__Set problem__
Count the lines in the data below that contain the string "part", and reply with that number alone.

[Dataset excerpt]
-*-*-

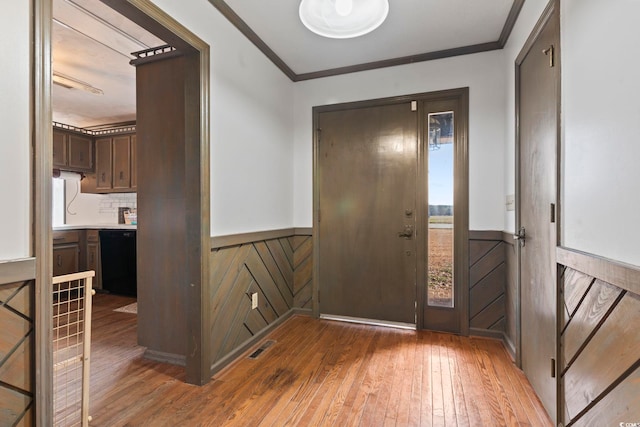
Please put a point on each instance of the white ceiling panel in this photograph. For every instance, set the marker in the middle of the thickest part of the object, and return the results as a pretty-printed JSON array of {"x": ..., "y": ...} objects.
[
  {"x": 412, "y": 27},
  {"x": 93, "y": 43}
]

-*-*-

__Solved exercise__
1